____ 文書の抜粋

説明

建設機械

【課題】尿素水タンク内の尿素水とバッテリの温度が上昇することを抑えると共に、車体の高い安定性を確保することができる建設機械の提供
【解決手段】前方にフロント作業機4が設けられた旋回体3の後部に配置されたカウンタウェイト6と、カウンタウェイト6の前方のエンジンルーム5内に配設されたエンジン5aと、エンジン5aの熱交換を行う熱交換器15と、エンジンルーム5の外装に形成された吸入口5bからエンジンルーム5内へ外気を取り入れて熱交換器15を冷却するファン16と、エンジンルーム5の外装に設けられた尾管20と、エンジン5aから排出された排気ガスを浄化する尿素水を貯蔵する尿素水タンク12と、エンジン5aに電力を供給するバッテリ13a,13bとを備えた小旋回型油圧ショベル1において、熱交換器15よりも外気の流れの上流側に尿素水タンク12とバッテリ13a,13bを共に配置した。

【発明の詳細な説明】
【技術分野】
【0001】
本発明は、エンジンから排出された排気ガスを浄化する尿素水を貯蔵する尿素水タンクと、エンジンに電力を供給するバッテリとを備えた建設機械に関する。
【背景技術】
【0002】
一般的に、油圧ショベル等の建設機械は、履帯等を有して走行する走行体と、この走行体の上方に旋回フレームを介して連結され、左右方向に旋回する旋回体と、この旋回体の前方に設けられた作業装置、例えば各アクチュエータを有して掘削等の作業を行うフロント作業機とを備えている。また、建設機械は、旋回体の後部に設けられたカウンタウェイトと、このカウンタウェイトの前方に配置されたエンジンルームとを備えている。
【0003】
このエンジンルームは、エンジンと、このエンジンの熱交換を行う熱交換器と、エンジンルームの外装に形成され、外気を吸入する吸入口と、この吸入口からエンジンルーム内へ外気を取り入れて熱交換器を冷却するファンと、エンジンルームの外装に設けられ、エンジンから排出された排気ガスを外部へ放出する尾管とを有している。
【0004】
ここで、エンジンから排出される排気ガスには、有害な窒素酸化物が含まれているので、この窒素酸化物を還元することによって水と窒素に分解し、排気ガス中に含まれる窒素酸化物の濃度を低減してから排気ガスを大気へ排出する必要がある。そのため、建設機械は、排気ガス中に含まれる窒素酸化物を還元して浄化する排気ガス浄化装置をエンジンルーム内に備えている。
【0005】
この排気ガス浄化装置は、例えば尿素水を貯蔵する尿素水タンクと、排気管に設けられた還元触媒と、排気管のうち還元触媒よりも上流側に配設され、尿素水タンクから供給された尿素水を排気管内へ噴射する噴射装置とを有している。そして、噴射装置によって噴射された尿素水が排気ガスの熱で加水分解され、生成したアンモニアが還元触媒において排気ガス中に含まれる窒素酸化物と還元反応することによって窒素酸化物を無害な水と窒素に分解して浄化している。

________
____ 課題の入力

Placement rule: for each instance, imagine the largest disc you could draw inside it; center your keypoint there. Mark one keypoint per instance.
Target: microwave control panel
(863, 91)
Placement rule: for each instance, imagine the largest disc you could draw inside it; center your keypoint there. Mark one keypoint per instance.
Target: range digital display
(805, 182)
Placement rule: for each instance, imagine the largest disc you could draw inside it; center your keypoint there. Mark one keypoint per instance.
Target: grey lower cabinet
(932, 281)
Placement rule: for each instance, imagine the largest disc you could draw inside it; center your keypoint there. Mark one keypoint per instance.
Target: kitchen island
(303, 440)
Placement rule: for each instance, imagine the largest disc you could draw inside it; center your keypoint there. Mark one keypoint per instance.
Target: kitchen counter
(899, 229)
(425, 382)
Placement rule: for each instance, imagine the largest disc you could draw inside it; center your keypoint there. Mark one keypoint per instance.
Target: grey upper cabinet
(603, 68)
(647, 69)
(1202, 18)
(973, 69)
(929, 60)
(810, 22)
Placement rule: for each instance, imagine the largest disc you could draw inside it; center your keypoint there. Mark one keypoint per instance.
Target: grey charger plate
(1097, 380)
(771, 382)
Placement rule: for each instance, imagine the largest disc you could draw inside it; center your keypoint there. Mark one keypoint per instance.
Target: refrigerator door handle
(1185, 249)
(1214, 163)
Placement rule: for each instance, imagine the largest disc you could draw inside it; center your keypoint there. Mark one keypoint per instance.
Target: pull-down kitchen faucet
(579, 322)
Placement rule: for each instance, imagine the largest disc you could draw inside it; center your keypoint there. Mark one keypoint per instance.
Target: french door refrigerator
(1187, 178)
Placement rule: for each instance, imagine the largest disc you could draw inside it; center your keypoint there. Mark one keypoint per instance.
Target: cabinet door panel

________

短い課題 A
記録の中から文字列「refrigerator」を含む行をすべて探し出し、そのまま書き写してください。大文字と小文字は区別してください。
短い課題 B
建設機械に関する文書の続きを、最後に示された文の後から書いてください。
建設機械に関する文書と記録は、互いに関係のない別々の資料です。

課題の解答 A
Target: refrigerator door handle
Target: french door refrigerator

課題の解答 B
【0006】
上述した排気ガスを浄化する尿素水を貯蔵する尿素水タンクは、尿素水の性質や尿素水タンクの大きさ等を考慮して建設機械の使用場所や用途等に応じた種々のレイアウトが提案されている。例えば、尿素水の融点は約−11度であるので、外気の温度が低下することによって尿素水タンクに貯蔵された尿素水が凍結しないように、尿素水タンクがエンジンルーム内のエンジンや油圧ポンプ等の熱を発生させる機器の近傍に配置されたり、あるいはエンジンルーム内のスペースを確保するために、尿素水タンクがカウンタウェイト内に配置されたものがある
具体的に尿素水タンクを備えた建設機械の従来技術の1つとして、尿素水タンク内の尿素水が高温にならないように、熱交換器と、この熱交換器に対面して配置され、熱交換器の放熱を促進させるための冷却風を生起させるファンと、NOx還元触媒に供給される液体還元剤、すなわち尿素水を貯留する尿素水タンクとを機械室に備え、この尿素水タンクが、冷却風の流れ方向における熱交換器よりも上流に配置された建設機械が知られている(例えば、特許文献1参照)。この建設機械では、熱交換器を通過する前の冷却風に対して尿素水タンクが放熱するので、尿素水タンク内の尿素水の凍結を防止すると共に尿素水の温度上昇が抑えられるようになっている。
【先行技術文献】
【特許文献】
【0007】
【特許文献1】特開2009−138526号公報
【発明の概要】
【発明が解決しようとする課題】
【0008】
ここで、一般的に油圧ショベル等の建設機械は、エンジン等の機器に電力を供給するバッテリを備えており、このバッテリは旋回体の内部に搭載されるが、上述した特許文献1に開示された従来技術の建設機械の尿素水タンクと同様にバッテリも高温となる部分、例えばエンジンや油圧ポンプ等の熱を発生させる機器の近傍に設置することは好ましくないので、旋回体内においてバッテリの配置を考慮する必要がある。
【0009】
特に、上述した従来技術の建設機械のように、エンジンルーム内において尿素水タンクが冷却風の流れ方向における熱交換器よりも上流に配置されている場合には、バッテリを車体前部の工具箱に設置することが考えられる。しかし、中型以上の建設機械であれば車体前部の工具箱にバッテリを設置することもできるが、小旋回型油圧ショベル等の小型の建設機械における車体前部の工具箱には既にコントロールバルブ等の機器が設置されているので、バッテリを工具箱に設置することが困難となっている。
【0010】
また、小旋回型油圧ショベル等の小型の建設機械におけるカウンタウェイトに尿素水タンクを収納する凹部を設け、このカウンタウェイトの凹部に尿素水タンクを設置することにより、エンジンルーム内にバッテリを設置するスペースを確保することも考えられる。しかし、小旋回型油圧ショベル等の小型の建設機械は、狭い場所でも作業を行えるように後端半径を小さくしており、カウンタウェイトの厚みが大きくないので、カウンタウェイトに尿素水タンクを収納できる体積の凹部を確保することが難しくなっている。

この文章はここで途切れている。